■ Exercise
In the records that follow, find the line with "x=146, y=77"; from there, retype every line exactly through the line with "Point out every instance of the roadside", which also belongs to the answer.

■ Records from a data source
———
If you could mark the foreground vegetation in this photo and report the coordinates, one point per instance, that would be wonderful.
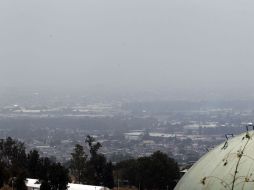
(157, 171)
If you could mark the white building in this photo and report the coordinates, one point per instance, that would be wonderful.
(228, 166)
(34, 184)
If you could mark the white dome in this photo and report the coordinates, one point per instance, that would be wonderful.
(228, 166)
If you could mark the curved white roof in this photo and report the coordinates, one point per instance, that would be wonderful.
(229, 166)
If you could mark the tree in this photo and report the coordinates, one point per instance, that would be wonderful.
(78, 163)
(33, 164)
(98, 171)
(58, 177)
(157, 171)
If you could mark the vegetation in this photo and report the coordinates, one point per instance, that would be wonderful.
(95, 170)
(157, 171)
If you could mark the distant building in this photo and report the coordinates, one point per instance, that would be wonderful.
(34, 184)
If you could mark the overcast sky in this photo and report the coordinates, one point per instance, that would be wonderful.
(135, 44)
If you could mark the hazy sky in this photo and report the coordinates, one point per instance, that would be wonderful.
(135, 44)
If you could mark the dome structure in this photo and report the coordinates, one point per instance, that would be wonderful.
(229, 166)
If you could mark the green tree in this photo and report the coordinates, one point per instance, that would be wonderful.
(78, 163)
(157, 171)
(33, 163)
(98, 171)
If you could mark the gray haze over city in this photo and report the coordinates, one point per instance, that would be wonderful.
(138, 76)
(185, 49)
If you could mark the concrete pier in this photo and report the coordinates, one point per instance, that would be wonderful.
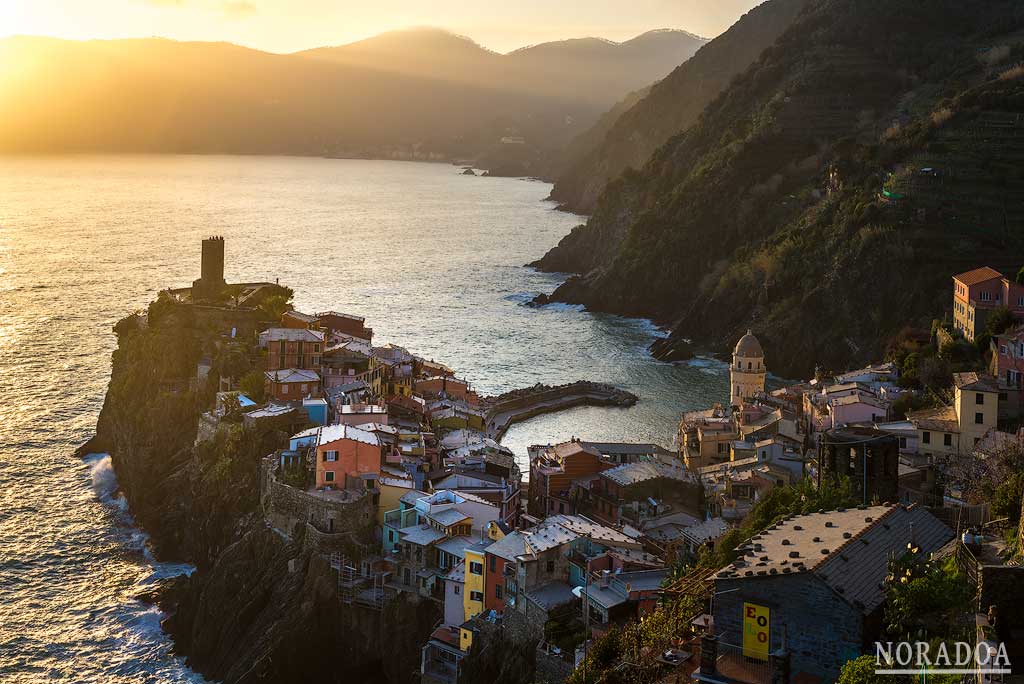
(520, 404)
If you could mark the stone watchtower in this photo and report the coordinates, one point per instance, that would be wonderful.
(211, 284)
(747, 375)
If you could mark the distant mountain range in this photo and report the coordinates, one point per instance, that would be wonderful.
(629, 134)
(821, 195)
(415, 93)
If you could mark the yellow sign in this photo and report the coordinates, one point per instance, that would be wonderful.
(757, 626)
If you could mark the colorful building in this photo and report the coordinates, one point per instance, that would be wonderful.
(977, 293)
(345, 454)
(292, 384)
(1008, 369)
(292, 348)
(748, 372)
(345, 324)
(473, 598)
(552, 473)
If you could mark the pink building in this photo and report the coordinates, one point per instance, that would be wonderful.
(978, 292)
(1008, 367)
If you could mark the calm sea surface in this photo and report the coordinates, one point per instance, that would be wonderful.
(431, 258)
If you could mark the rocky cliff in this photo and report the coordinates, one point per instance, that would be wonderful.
(260, 606)
(630, 132)
(827, 195)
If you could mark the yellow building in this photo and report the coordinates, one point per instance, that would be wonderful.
(977, 403)
(747, 375)
(465, 639)
(957, 428)
(391, 488)
(706, 437)
(495, 531)
(472, 598)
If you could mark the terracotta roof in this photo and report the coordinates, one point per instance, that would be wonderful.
(292, 375)
(292, 335)
(943, 418)
(634, 473)
(975, 381)
(977, 275)
(749, 346)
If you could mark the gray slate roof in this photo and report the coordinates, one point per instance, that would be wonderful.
(848, 549)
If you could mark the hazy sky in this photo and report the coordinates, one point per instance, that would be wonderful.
(284, 26)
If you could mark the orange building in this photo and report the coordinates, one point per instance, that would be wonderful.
(292, 384)
(292, 348)
(443, 386)
(344, 324)
(979, 292)
(344, 455)
(552, 473)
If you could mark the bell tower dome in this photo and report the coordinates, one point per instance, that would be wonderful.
(748, 373)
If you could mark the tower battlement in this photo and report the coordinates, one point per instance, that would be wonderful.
(211, 284)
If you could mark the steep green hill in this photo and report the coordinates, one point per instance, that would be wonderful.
(673, 104)
(419, 93)
(769, 213)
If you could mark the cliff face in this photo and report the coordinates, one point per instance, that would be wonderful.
(629, 134)
(268, 611)
(769, 211)
(260, 607)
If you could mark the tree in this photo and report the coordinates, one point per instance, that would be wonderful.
(861, 671)
(252, 385)
(232, 292)
(999, 321)
(273, 307)
(935, 374)
(232, 364)
(232, 409)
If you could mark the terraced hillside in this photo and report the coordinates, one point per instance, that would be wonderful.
(632, 131)
(800, 203)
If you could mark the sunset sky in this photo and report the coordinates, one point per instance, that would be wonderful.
(285, 26)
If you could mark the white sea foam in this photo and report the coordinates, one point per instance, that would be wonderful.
(104, 481)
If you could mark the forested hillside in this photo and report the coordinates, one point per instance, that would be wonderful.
(629, 134)
(827, 196)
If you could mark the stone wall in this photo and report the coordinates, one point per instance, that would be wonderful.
(329, 520)
(822, 631)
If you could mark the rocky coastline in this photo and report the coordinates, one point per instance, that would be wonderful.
(263, 603)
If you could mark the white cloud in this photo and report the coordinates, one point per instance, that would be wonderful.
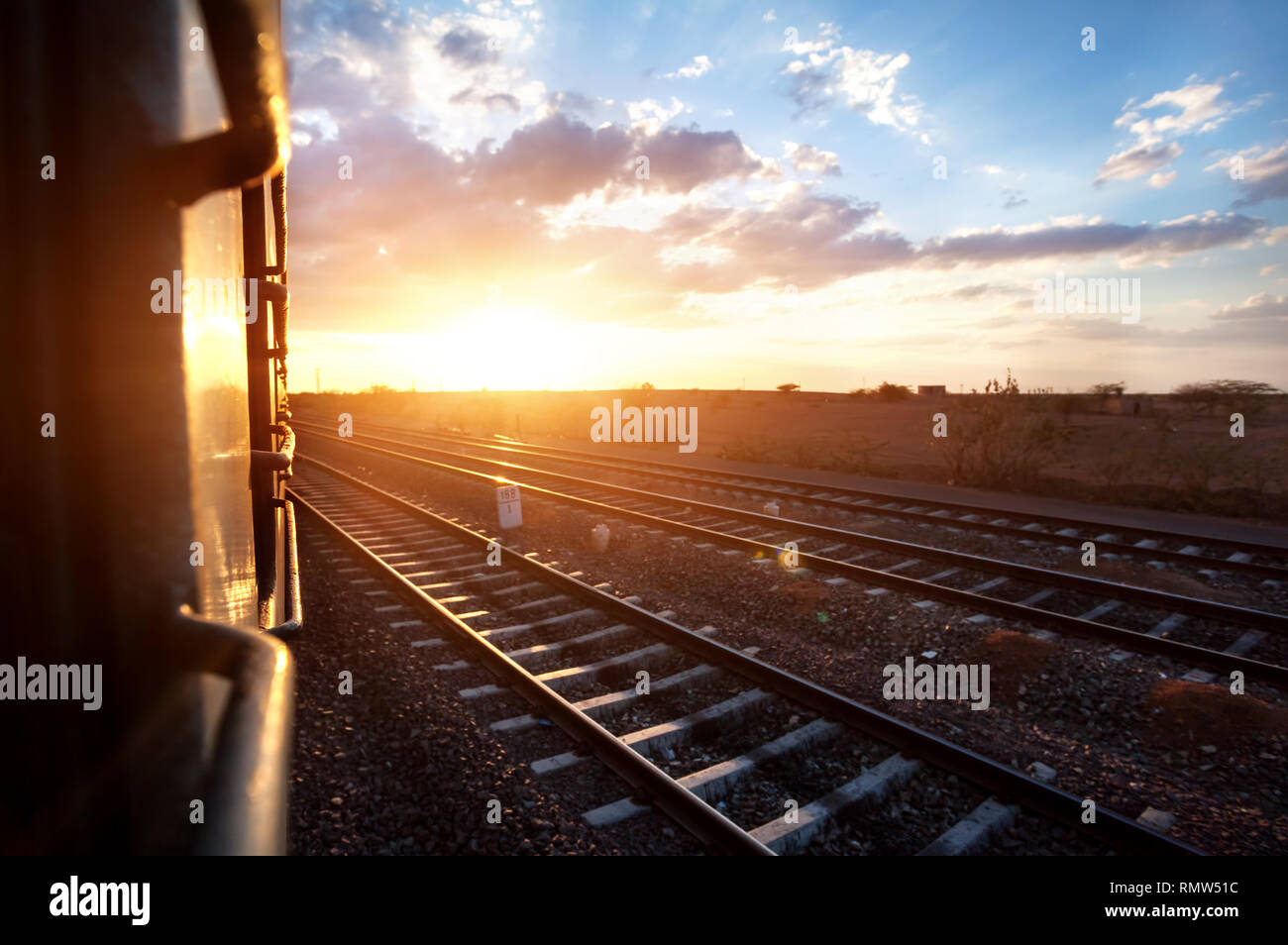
(807, 158)
(862, 78)
(649, 115)
(699, 65)
(1202, 110)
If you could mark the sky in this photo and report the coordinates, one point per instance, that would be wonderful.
(526, 194)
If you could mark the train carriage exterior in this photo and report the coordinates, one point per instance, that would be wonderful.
(146, 428)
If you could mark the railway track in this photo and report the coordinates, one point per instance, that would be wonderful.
(568, 649)
(1113, 538)
(1145, 621)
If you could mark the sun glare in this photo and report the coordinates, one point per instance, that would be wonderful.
(510, 348)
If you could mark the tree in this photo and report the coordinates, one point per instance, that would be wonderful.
(893, 391)
(1244, 396)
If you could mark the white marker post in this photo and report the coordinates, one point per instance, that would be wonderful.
(507, 507)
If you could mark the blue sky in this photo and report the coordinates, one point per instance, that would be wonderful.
(791, 226)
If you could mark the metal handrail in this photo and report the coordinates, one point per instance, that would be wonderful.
(294, 608)
(246, 789)
(253, 78)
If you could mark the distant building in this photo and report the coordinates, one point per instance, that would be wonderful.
(1133, 404)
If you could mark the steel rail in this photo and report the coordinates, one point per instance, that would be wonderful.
(583, 456)
(686, 807)
(1076, 626)
(1000, 779)
(673, 472)
(1098, 587)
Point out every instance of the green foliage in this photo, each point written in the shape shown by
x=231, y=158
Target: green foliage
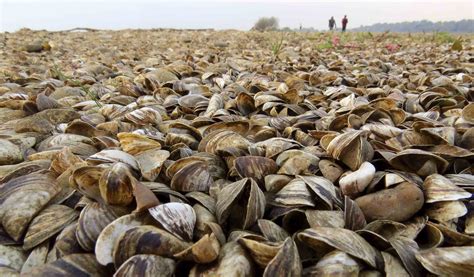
x=266, y=24
x=59, y=74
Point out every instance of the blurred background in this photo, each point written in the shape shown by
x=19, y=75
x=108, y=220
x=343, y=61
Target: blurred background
x=233, y=14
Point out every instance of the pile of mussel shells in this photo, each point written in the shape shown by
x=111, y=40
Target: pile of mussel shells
x=203, y=155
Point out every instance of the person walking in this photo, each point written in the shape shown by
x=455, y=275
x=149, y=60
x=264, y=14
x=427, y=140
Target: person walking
x=332, y=23
x=344, y=23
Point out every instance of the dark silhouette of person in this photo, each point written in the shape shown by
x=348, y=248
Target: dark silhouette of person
x=332, y=23
x=344, y=23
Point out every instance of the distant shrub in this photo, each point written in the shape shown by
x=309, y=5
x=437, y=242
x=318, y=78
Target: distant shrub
x=266, y=24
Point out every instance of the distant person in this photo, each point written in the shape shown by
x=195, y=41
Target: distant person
x=332, y=23
x=344, y=23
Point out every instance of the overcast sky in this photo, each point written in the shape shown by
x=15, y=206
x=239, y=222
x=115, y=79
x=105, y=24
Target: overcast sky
x=224, y=14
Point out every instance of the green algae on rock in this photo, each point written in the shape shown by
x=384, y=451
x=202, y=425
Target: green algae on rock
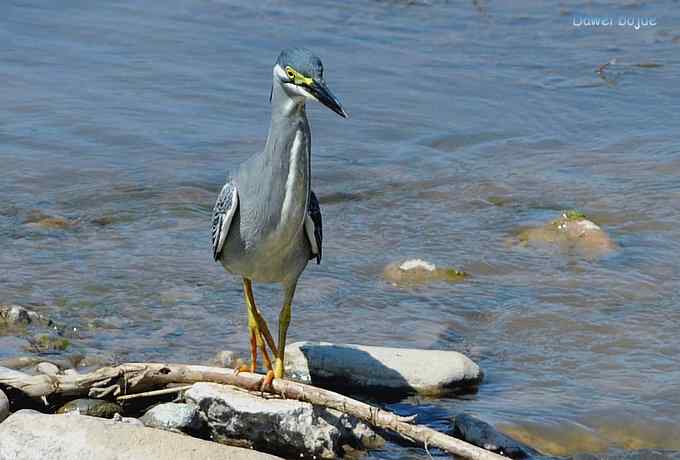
x=572, y=231
x=418, y=271
x=92, y=407
x=47, y=343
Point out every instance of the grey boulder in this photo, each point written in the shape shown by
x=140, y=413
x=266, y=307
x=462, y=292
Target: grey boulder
x=481, y=434
x=28, y=435
x=380, y=368
x=173, y=417
x=291, y=428
x=4, y=406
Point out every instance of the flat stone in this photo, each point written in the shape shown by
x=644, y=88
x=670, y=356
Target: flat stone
x=28, y=435
x=571, y=231
x=92, y=407
x=4, y=406
x=16, y=314
x=380, y=368
x=47, y=368
x=417, y=272
x=287, y=427
x=227, y=359
x=7, y=373
x=481, y=434
x=173, y=417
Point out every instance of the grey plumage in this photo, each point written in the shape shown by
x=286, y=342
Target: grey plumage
x=266, y=221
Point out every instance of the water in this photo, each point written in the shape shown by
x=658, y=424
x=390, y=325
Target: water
x=469, y=121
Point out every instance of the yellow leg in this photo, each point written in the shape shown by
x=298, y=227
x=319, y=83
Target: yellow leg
x=284, y=321
x=258, y=321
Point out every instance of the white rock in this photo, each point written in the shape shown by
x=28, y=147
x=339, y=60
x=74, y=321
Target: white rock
x=225, y=358
x=173, y=417
x=27, y=435
x=4, y=406
x=417, y=263
x=364, y=367
x=291, y=428
x=47, y=368
x=7, y=373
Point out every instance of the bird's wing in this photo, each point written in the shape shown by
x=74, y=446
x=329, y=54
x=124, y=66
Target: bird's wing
x=313, y=227
x=223, y=213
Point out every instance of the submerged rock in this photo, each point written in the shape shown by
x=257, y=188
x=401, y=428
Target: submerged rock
x=291, y=428
x=639, y=454
x=4, y=406
x=479, y=433
x=7, y=373
x=16, y=314
x=418, y=271
x=380, y=368
x=47, y=343
x=173, y=417
x=38, y=219
x=92, y=407
x=571, y=231
x=29, y=435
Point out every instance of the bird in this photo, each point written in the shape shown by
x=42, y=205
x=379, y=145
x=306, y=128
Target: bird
x=266, y=222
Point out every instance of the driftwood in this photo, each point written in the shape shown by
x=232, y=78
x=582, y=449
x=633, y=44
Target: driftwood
x=139, y=377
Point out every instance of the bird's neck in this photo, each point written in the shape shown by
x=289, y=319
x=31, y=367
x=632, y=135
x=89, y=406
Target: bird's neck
x=289, y=121
x=285, y=107
x=287, y=159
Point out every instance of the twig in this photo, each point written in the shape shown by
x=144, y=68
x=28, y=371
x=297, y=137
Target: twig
x=146, y=394
x=139, y=377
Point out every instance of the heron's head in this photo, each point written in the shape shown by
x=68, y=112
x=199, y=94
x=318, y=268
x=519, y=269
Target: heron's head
x=300, y=74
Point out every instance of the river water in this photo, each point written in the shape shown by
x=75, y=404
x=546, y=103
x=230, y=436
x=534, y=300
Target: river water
x=469, y=121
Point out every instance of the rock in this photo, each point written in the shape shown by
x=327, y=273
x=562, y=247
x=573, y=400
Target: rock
x=16, y=314
x=291, y=428
x=127, y=420
x=227, y=359
x=7, y=373
x=173, y=417
x=92, y=407
x=4, y=406
x=482, y=434
x=572, y=231
x=28, y=435
x=20, y=362
x=47, y=344
x=38, y=219
x=401, y=370
x=417, y=271
x=47, y=368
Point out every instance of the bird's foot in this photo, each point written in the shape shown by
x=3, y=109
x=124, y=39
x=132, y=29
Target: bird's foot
x=267, y=381
x=244, y=368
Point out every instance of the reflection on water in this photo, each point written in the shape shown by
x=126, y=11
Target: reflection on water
x=469, y=122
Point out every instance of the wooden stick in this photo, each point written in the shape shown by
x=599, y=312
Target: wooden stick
x=146, y=394
x=120, y=380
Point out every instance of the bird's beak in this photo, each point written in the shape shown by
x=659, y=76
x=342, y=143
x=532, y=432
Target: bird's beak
x=321, y=92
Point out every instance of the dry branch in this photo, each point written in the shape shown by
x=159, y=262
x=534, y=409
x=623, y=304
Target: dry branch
x=138, y=377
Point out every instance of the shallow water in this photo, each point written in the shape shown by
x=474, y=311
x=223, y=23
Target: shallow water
x=469, y=122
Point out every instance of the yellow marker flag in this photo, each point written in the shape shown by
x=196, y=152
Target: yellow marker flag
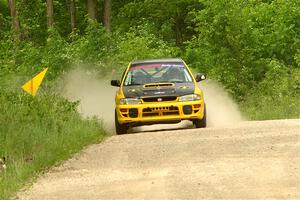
x=33, y=85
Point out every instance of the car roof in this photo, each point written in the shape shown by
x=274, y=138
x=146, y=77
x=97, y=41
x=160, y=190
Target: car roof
x=163, y=60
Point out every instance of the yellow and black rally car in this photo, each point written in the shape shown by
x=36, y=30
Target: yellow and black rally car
x=158, y=91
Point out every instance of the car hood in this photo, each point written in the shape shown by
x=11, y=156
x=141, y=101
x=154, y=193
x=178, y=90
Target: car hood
x=158, y=90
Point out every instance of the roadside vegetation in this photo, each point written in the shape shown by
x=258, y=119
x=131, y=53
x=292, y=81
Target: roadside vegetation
x=251, y=47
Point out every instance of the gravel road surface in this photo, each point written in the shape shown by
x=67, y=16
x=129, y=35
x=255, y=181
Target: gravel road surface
x=250, y=160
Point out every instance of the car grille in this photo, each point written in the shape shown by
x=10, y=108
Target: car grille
x=160, y=111
x=159, y=99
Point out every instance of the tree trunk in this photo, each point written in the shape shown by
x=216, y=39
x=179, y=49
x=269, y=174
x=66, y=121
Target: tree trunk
x=91, y=4
x=178, y=24
x=15, y=21
x=72, y=14
x=107, y=15
x=50, y=19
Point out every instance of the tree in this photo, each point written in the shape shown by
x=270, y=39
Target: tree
x=72, y=10
x=50, y=18
x=92, y=11
x=15, y=20
x=107, y=15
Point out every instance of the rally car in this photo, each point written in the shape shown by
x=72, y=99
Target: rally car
x=158, y=91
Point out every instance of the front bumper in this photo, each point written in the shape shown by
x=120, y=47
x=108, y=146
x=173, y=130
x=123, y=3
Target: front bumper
x=162, y=112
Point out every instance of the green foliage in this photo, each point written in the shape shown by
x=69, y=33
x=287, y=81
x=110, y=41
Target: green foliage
x=38, y=133
x=237, y=40
x=277, y=96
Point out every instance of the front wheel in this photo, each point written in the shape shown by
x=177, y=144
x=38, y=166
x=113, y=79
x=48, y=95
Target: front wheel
x=201, y=123
x=120, y=128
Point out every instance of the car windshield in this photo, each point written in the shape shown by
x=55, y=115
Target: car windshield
x=157, y=73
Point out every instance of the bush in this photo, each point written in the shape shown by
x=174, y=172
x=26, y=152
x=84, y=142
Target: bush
x=37, y=133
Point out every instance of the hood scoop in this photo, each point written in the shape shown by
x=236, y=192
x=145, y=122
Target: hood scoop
x=149, y=85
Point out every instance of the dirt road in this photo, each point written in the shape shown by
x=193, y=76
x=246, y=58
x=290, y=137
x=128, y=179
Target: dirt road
x=251, y=160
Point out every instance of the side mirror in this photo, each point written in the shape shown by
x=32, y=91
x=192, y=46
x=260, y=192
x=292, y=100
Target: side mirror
x=200, y=77
x=116, y=83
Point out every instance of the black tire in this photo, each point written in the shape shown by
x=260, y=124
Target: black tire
x=201, y=123
x=120, y=128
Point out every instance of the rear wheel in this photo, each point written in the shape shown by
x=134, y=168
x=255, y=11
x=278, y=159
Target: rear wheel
x=120, y=128
x=201, y=123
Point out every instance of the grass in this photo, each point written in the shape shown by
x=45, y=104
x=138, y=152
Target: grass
x=37, y=133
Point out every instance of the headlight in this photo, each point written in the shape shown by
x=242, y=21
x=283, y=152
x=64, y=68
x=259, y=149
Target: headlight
x=130, y=101
x=190, y=97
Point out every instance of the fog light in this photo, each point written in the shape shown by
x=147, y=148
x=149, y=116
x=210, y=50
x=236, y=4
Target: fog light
x=197, y=106
x=187, y=110
x=133, y=113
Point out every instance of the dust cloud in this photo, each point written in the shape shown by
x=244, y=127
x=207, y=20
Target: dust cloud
x=221, y=108
x=96, y=95
x=97, y=99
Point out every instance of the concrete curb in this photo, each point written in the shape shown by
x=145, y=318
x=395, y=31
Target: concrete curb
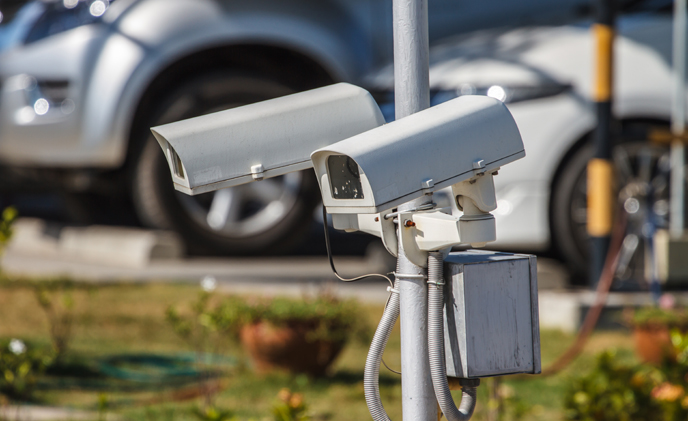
x=128, y=247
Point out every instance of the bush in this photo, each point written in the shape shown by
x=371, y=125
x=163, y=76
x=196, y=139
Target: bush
x=20, y=366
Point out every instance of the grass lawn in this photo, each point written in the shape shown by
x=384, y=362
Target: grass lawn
x=128, y=318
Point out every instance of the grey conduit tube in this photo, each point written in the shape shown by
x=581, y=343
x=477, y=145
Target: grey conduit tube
x=438, y=369
x=371, y=374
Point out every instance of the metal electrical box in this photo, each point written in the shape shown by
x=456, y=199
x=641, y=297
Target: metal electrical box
x=491, y=314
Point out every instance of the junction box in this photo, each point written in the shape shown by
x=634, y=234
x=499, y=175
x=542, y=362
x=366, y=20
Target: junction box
x=491, y=314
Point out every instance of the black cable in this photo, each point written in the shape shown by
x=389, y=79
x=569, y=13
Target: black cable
x=358, y=278
x=329, y=256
———
■ Finished exercise
x=146, y=77
x=97, y=41
x=160, y=190
Target: car roof
x=163, y=60
Point out every instance of the yellow and black rally car in this photo, each point written in the shape shown by
x=36, y=30
Target: yellow and black rally car
x=158, y=91
Point out every instance of the car hood in this photo, each point written in the shape shown by
x=11, y=156
x=141, y=101
x=154, y=193
x=178, y=90
Target: car hood
x=158, y=90
Point out every instance of the roadside vegetation in this photo, each point written in the shape shown by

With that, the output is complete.